Your instructions> Rewrite the records below, replacing "ancient" with "crumbling" and leaving everything else unchanged. Omit the pictures from your answer.

Material to process>

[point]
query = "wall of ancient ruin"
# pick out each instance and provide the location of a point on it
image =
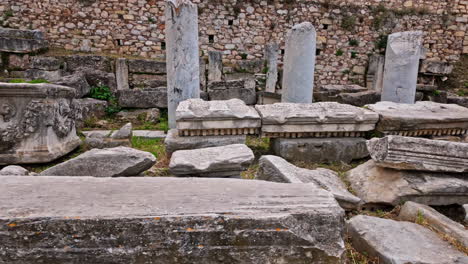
(348, 30)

Answer to the problem>
[point]
query = "wall of crumbling ruin"
# pick out each instance and provide the location of a point on it
image =
(348, 30)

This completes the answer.